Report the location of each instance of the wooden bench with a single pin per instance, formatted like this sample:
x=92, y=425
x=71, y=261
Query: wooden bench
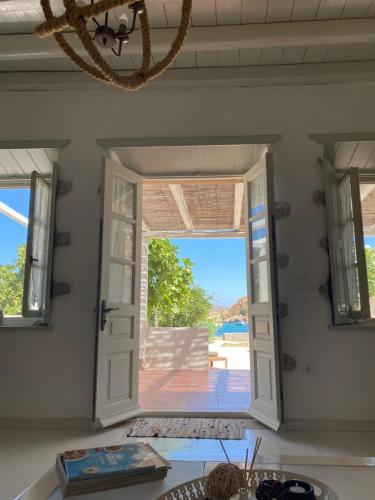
x=214, y=356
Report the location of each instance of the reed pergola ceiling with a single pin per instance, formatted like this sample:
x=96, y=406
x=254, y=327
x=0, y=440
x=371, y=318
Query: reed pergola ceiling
x=193, y=208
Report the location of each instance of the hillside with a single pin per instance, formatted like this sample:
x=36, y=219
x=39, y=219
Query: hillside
x=237, y=312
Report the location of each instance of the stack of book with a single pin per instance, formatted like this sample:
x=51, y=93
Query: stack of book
x=97, y=469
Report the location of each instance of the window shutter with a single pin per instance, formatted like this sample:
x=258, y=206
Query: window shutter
x=346, y=248
x=364, y=310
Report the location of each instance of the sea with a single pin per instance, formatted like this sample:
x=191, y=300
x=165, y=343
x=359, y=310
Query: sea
x=235, y=327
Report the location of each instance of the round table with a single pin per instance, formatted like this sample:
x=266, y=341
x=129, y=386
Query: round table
x=195, y=489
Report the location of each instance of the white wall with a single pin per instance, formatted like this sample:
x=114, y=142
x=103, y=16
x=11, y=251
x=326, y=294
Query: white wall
x=49, y=374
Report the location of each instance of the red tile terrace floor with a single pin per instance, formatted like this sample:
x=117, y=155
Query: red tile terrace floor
x=195, y=390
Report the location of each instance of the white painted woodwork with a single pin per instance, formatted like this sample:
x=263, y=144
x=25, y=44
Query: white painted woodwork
x=211, y=38
x=238, y=204
x=262, y=294
x=22, y=162
x=20, y=16
x=274, y=75
x=179, y=198
x=354, y=154
x=279, y=10
x=190, y=160
x=117, y=359
x=13, y=214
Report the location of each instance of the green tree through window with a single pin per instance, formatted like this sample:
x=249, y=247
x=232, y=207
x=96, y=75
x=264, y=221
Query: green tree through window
x=11, y=284
x=173, y=298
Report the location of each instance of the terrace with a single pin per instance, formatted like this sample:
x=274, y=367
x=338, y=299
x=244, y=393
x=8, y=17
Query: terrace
x=196, y=388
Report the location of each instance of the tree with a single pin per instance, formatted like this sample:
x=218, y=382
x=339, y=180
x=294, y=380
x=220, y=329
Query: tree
x=173, y=298
x=370, y=264
x=11, y=284
x=169, y=281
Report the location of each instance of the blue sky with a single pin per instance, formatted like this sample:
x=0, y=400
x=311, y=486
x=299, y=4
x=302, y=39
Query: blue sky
x=370, y=241
x=12, y=233
x=220, y=266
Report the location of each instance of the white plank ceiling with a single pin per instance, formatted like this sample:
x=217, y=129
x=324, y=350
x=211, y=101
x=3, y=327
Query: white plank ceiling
x=354, y=154
x=191, y=160
x=21, y=162
x=21, y=16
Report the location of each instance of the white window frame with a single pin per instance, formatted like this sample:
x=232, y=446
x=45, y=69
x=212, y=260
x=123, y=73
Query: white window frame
x=357, y=177
x=37, y=318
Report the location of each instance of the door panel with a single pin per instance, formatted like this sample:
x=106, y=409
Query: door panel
x=116, y=395
x=262, y=294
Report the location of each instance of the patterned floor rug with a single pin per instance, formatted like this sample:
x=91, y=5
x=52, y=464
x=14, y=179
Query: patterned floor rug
x=208, y=428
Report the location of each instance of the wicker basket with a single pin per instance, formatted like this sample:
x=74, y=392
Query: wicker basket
x=195, y=489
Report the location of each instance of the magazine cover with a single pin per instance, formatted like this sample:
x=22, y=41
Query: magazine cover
x=94, y=462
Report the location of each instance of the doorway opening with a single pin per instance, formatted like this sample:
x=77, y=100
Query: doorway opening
x=235, y=201
x=195, y=347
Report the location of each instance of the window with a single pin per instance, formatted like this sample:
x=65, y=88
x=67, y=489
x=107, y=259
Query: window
x=26, y=228
x=350, y=211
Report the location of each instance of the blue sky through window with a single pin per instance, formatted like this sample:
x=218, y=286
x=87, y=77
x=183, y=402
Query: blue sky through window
x=220, y=266
x=12, y=233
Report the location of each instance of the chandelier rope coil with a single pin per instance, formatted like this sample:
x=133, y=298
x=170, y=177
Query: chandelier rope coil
x=77, y=17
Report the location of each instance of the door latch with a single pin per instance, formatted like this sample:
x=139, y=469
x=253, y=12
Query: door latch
x=104, y=311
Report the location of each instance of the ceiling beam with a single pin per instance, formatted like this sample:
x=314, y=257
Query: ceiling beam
x=251, y=76
x=13, y=214
x=208, y=38
x=195, y=234
x=238, y=204
x=179, y=197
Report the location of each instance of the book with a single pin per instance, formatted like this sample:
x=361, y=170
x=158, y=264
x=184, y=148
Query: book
x=97, y=469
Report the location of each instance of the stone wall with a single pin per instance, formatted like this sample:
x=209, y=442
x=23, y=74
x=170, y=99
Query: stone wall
x=176, y=349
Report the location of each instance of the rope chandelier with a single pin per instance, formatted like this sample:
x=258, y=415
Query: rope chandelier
x=76, y=16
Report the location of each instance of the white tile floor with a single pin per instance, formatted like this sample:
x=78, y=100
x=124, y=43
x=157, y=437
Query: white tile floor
x=27, y=454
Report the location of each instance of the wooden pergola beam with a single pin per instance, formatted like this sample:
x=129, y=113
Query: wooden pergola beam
x=238, y=203
x=195, y=234
x=179, y=197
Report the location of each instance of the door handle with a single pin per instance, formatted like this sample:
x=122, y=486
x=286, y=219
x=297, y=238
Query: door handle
x=103, y=314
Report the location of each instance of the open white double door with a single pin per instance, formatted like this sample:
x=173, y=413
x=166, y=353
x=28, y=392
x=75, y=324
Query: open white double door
x=118, y=325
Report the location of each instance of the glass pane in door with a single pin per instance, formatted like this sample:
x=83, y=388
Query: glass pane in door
x=258, y=238
x=121, y=283
x=123, y=197
x=260, y=282
x=122, y=239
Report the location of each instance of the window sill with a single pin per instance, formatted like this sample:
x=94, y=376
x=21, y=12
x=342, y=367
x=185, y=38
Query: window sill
x=14, y=323
x=364, y=327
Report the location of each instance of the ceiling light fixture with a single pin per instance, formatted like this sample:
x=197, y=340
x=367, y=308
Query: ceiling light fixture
x=76, y=16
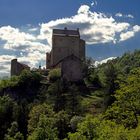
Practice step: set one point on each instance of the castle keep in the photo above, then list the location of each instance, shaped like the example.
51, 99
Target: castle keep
68, 51
17, 68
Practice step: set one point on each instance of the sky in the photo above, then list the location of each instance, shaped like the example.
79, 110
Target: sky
109, 27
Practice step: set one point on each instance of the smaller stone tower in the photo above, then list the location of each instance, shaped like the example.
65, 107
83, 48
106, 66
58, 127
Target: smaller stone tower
17, 68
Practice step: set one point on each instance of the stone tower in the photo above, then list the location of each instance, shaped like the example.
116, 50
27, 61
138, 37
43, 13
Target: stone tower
17, 68
66, 45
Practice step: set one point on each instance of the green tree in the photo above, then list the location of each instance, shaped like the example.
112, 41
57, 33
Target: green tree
127, 107
8, 113
13, 133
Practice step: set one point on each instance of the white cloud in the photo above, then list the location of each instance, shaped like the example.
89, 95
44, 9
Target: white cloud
94, 3
129, 34
94, 27
118, 15
125, 16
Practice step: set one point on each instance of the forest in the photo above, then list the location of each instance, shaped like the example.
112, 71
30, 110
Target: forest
104, 106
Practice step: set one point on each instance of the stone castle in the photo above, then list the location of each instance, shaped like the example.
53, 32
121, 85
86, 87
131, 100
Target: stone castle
68, 52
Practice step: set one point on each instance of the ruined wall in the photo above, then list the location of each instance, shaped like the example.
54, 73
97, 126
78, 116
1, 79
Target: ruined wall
17, 68
64, 46
71, 68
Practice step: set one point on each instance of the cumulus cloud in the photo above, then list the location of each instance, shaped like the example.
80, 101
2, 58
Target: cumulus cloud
129, 34
125, 16
94, 27
94, 3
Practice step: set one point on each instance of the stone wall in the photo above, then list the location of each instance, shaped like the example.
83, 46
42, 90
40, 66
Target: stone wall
17, 68
71, 68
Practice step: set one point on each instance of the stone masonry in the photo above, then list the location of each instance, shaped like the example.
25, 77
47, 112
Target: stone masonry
17, 68
68, 52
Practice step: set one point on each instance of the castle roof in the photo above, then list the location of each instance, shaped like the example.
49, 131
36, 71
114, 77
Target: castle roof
66, 32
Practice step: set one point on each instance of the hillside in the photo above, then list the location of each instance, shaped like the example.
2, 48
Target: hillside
105, 105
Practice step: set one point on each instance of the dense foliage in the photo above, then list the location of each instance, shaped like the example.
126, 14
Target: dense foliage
104, 106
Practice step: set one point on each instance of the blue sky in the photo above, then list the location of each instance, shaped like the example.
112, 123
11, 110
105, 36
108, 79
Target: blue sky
109, 27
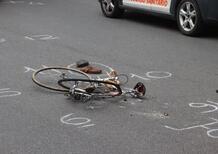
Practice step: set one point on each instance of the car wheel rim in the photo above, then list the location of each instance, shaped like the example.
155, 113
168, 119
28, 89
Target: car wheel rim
108, 6
187, 16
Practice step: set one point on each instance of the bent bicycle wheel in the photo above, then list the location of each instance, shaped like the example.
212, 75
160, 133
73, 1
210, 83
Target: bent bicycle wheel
95, 88
48, 77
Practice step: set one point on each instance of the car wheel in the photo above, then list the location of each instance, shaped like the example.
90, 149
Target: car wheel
189, 18
110, 8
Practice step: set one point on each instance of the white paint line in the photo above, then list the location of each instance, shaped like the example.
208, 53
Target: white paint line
4, 89
13, 93
29, 38
28, 69
87, 126
2, 40
137, 76
149, 74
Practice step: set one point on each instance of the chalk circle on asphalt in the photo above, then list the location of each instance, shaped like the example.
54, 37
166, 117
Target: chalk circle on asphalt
158, 74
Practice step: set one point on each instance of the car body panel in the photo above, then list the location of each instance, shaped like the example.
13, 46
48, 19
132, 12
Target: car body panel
208, 8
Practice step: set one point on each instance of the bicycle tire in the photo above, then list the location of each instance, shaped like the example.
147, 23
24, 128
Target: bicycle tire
59, 89
119, 90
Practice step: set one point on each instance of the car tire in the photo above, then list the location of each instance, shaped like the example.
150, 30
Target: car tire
110, 8
189, 18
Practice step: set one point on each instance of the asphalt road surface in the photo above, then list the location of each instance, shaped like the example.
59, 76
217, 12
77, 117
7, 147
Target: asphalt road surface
177, 116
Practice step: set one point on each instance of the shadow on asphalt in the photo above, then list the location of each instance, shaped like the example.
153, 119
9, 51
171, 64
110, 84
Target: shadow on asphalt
211, 31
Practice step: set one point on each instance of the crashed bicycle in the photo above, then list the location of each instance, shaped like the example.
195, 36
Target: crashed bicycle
81, 86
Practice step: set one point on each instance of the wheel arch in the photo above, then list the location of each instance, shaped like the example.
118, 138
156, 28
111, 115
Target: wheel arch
201, 5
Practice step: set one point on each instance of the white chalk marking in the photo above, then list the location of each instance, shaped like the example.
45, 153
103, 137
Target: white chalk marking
149, 74
155, 115
4, 89
10, 93
36, 3
205, 126
29, 38
2, 40
28, 69
87, 126
42, 37
214, 105
73, 121
137, 76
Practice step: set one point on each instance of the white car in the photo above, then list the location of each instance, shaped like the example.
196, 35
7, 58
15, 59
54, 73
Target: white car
189, 14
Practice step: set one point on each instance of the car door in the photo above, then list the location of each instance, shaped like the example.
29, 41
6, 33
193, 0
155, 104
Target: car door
160, 6
138, 4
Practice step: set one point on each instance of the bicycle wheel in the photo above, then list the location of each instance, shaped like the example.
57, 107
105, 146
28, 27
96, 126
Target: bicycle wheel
48, 77
95, 88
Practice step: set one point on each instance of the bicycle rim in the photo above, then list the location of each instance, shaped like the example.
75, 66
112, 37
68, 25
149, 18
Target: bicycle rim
48, 77
103, 88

## [About this task]
The first line of the entries, the line containing "x=249, y=247", and every line between them are to be output exactly; pictures are not.

## [Solution for this exercise]
Report the location of each instance of the wooden bench with a single pin per instance, formatted like this sample:
x=92, y=425
x=71, y=261
Query: wooden bench
x=214, y=356
Report the location of each instance of the reed pergola ceiling with a single pin per instance, formatted like this sample:
x=96, y=406
x=254, y=327
x=0, y=440
x=371, y=318
Query: reed pergola ceiling
x=193, y=208
Report the location of each instance of the hillside with a single pin per instance, formatted like this sample:
x=36, y=219
x=39, y=219
Query: hillside
x=237, y=312
Report the location of each instance of the stack of book with a single pin per instance, formatted like this sample:
x=51, y=93
Query: stack of book
x=97, y=469
Report the location of each instance of the window shutter with a single pin per instance, formatted like this sample:
x=258, y=206
Query: window shutter
x=346, y=248
x=364, y=310
Report the location of each instance of the sea with a single pin per instance, formatted like this sample:
x=191, y=300
x=165, y=343
x=359, y=310
Query: sea
x=235, y=327
Report the location of each instance of the round table with a single pin per instance, formatted like this sample:
x=266, y=341
x=129, y=386
Query: round table
x=195, y=489
Report the location of each instance of the white wall with a single pin per instance, formatted like this sample:
x=114, y=142
x=103, y=16
x=11, y=251
x=326, y=294
Query: white wall
x=49, y=374
Report the location of each instance of the red tile terrace floor with a single pin per instance, formatted like this sample:
x=117, y=155
Query: red tile terrace floor
x=195, y=390
Report the location of each instance of the white painted woodwork with a single pin per instance, formatted like this sample:
x=263, y=144
x=25, y=44
Query: white painted woodwork
x=211, y=38
x=238, y=204
x=262, y=294
x=22, y=162
x=20, y=16
x=274, y=75
x=179, y=198
x=354, y=154
x=279, y=10
x=190, y=160
x=117, y=359
x=13, y=214
Report the location of each instance of the green tree through window with a single pin per instance, formatted like this sample:
x=249, y=247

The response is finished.